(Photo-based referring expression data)
+-------+

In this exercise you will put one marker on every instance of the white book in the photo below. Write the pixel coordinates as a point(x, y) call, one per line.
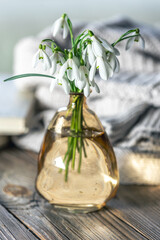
point(16, 108)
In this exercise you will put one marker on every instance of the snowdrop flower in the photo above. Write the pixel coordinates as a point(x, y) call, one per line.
point(59, 24)
point(71, 68)
point(56, 59)
point(113, 61)
point(83, 77)
point(97, 47)
point(105, 70)
point(66, 85)
point(138, 38)
point(41, 56)
point(90, 54)
point(56, 76)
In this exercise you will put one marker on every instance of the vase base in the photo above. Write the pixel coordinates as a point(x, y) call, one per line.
point(78, 209)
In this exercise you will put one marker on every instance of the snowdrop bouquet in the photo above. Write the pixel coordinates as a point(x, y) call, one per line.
point(75, 69)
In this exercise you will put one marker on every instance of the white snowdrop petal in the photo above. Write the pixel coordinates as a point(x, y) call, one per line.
point(112, 61)
point(54, 59)
point(76, 60)
point(92, 71)
point(116, 52)
point(97, 48)
point(129, 43)
point(65, 30)
point(75, 69)
point(63, 69)
point(81, 84)
point(65, 86)
point(86, 90)
point(70, 74)
point(107, 45)
point(91, 56)
point(141, 42)
point(109, 69)
point(102, 68)
point(47, 60)
point(53, 83)
point(57, 26)
point(35, 59)
point(96, 88)
point(117, 66)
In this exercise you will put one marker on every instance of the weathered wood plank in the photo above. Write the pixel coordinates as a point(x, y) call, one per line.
point(17, 176)
point(11, 228)
point(139, 207)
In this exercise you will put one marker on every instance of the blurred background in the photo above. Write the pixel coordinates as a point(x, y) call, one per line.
point(19, 18)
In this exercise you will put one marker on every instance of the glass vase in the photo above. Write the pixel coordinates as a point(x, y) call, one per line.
point(77, 169)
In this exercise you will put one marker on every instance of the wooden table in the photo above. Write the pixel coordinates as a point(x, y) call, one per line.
point(133, 214)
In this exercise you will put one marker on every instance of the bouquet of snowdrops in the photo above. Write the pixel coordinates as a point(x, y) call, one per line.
point(74, 69)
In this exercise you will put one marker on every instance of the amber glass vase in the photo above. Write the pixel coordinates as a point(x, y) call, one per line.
point(77, 165)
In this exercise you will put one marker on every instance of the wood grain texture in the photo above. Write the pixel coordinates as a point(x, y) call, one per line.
point(11, 228)
point(133, 214)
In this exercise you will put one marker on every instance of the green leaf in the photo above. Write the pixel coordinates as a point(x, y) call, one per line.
point(27, 75)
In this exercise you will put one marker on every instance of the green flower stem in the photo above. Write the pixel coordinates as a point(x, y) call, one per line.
point(76, 142)
point(113, 44)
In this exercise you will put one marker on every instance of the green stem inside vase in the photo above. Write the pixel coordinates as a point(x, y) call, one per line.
point(75, 140)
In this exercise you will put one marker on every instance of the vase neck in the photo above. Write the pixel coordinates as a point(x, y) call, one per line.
point(77, 96)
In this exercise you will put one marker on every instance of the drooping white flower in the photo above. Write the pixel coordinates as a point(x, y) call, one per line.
point(83, 77)
point(131, 40)
point(90, 54)
point(41, 57)
point(97, 47)
point(66, 85)
point(56, 59)
point(86, 90)
point(60, 24)
point(71, 68)
point(105, 70)
point(57, 80)
point(94, 84)
point(113, 61)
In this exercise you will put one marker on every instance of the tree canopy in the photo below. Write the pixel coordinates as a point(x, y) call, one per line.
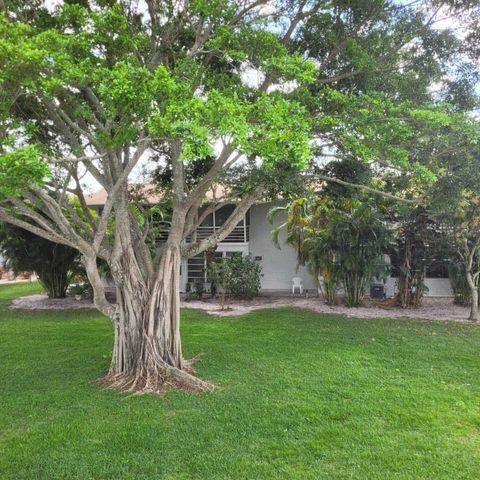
point(251, 92)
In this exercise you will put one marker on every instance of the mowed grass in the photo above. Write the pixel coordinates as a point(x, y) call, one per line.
point(300, 396)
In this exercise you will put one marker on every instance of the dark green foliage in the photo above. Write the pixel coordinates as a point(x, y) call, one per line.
point(54, 264)
point(340, 240)
point(237, 275)
point(458, 281)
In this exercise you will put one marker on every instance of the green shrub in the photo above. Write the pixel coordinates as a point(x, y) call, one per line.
point(243, 280)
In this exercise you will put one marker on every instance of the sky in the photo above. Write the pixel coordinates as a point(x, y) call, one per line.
point(250, 76)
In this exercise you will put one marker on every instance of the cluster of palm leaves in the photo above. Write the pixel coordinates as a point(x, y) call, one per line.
point(341, 241)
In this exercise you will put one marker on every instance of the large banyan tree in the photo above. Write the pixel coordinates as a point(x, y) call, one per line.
point(98, 88)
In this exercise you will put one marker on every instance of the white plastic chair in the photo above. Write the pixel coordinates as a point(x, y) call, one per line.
point(297, 282)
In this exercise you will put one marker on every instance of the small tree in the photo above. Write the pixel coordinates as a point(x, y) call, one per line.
point(341, 240)
point(359, 238)
point(237, 275)
point(54, 264)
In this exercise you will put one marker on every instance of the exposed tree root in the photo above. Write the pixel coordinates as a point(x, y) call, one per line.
point(157, 381)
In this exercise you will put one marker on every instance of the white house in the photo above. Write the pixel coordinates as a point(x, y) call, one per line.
point(252, 236)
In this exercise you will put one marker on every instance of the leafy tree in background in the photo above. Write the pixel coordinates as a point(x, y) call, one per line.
point(54, 264)
point(103, 86)
point(340, 240)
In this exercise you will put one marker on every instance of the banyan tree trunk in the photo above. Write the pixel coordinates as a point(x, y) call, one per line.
point(147, 355)
point(474, 301)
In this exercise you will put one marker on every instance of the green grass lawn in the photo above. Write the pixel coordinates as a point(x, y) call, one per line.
point(300, 396)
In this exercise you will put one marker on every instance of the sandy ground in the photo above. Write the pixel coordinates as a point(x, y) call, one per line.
point(432, 309)
point(42, 302)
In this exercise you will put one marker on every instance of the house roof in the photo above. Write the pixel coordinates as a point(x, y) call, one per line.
point(148, 192)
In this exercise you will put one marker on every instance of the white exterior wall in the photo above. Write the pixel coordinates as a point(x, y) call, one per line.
point(278, 266)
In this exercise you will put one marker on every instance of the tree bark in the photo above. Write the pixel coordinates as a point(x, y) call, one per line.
point(147, 354)
point(474, 301)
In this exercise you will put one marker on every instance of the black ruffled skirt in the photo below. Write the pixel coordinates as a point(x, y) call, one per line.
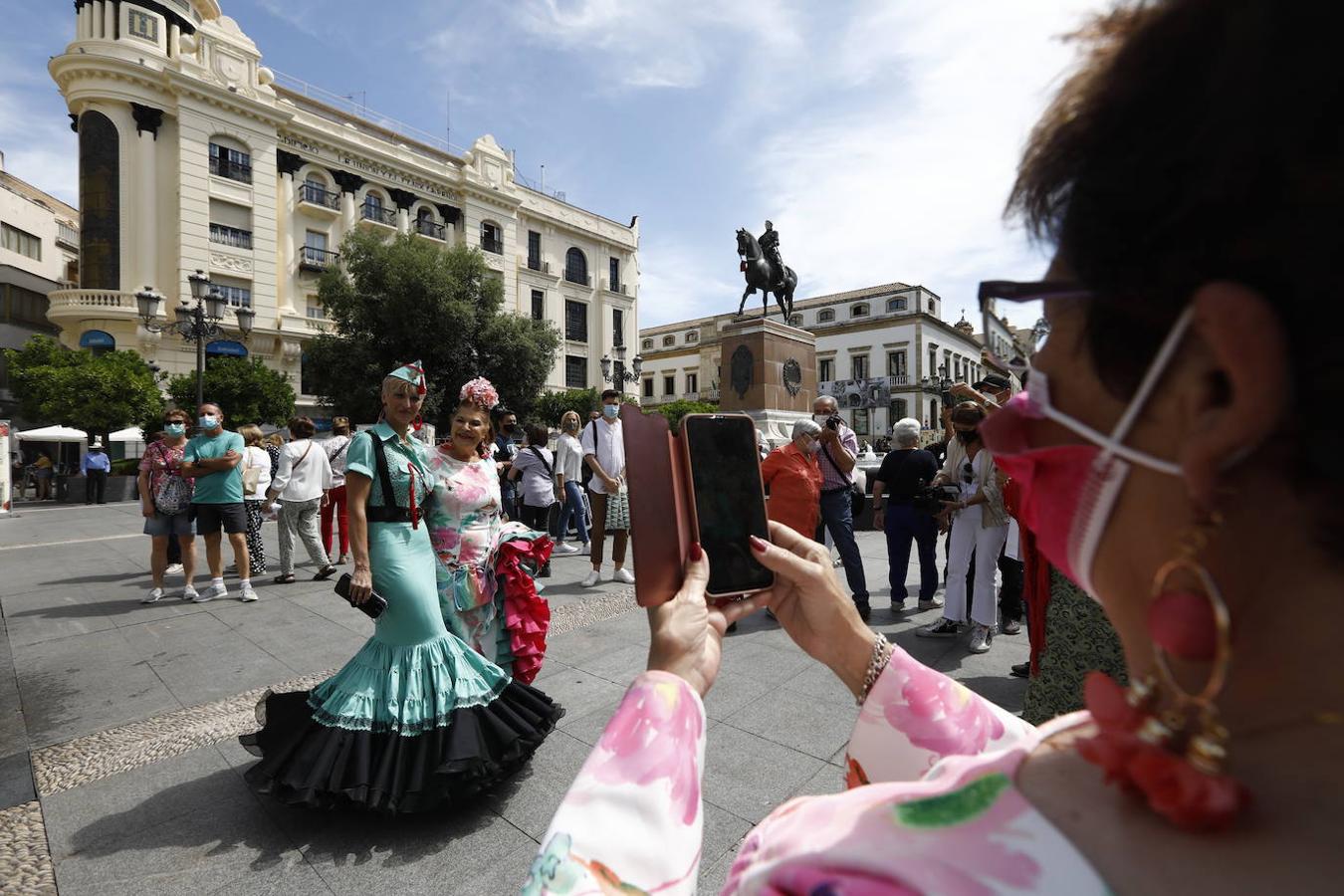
point(310, 764)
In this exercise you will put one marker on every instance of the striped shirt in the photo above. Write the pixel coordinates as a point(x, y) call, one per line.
point(830, 477)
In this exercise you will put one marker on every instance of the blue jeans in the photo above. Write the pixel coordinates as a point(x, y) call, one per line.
point(572, 508)
point(837, 516)
point(902, 526)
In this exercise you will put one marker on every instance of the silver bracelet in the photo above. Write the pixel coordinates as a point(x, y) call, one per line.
point(880, 654)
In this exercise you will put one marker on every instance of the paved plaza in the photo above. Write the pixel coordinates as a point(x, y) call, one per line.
point(119, 772)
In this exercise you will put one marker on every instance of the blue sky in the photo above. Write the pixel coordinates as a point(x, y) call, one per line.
point(880, 137)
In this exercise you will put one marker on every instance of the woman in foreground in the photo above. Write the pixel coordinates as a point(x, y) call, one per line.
point(417, 720)
point(1176, 460)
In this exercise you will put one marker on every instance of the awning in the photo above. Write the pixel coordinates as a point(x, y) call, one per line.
point(54, 434)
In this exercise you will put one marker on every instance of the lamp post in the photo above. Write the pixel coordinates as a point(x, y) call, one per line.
point(617, 375)
point(196, 320)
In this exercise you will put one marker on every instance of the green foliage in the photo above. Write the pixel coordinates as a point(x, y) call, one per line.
point(93, 392)
point(549, 407)
point(245, 388)
point(406, 299)
point(679, 408)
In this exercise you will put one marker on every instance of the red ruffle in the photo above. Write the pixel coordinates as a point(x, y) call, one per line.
point(527, 615)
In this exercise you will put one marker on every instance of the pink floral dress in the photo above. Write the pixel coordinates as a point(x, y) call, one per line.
point(932, 804)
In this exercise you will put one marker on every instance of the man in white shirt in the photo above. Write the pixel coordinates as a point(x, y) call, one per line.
point(603, 452)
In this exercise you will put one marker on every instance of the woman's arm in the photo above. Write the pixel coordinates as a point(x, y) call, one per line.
point(356, 497)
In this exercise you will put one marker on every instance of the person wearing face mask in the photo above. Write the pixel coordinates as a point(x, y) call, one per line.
point(568, 483)
point(979, 530)
point(161, 483)
point(507, 437)
point(793, 479)
point(603, 452)
point(214, 457)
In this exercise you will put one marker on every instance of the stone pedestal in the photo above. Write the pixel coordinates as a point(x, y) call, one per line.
point(768, 369)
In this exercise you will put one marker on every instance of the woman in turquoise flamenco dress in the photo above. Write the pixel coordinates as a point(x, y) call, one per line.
point(417, 720)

+-------+

▶ _PROBLEM DETAILS_
Give exactly the lines from the one with "of the stone" to the end of the entries, nothing before them.

▶ _RESPONSE BELOW_
In this exercise you will put one marker on every instance of the stone pedestal in the photo above. Write the pixel coordinates as a point(x, y) call, one per line.
point(768, 369)
In this exercise you will put one marker on every instance of the woman in turquoise flamenco dress in the photo above. Write the pixel coordinates as a point(x, y) call, one per line.
point(417, 720)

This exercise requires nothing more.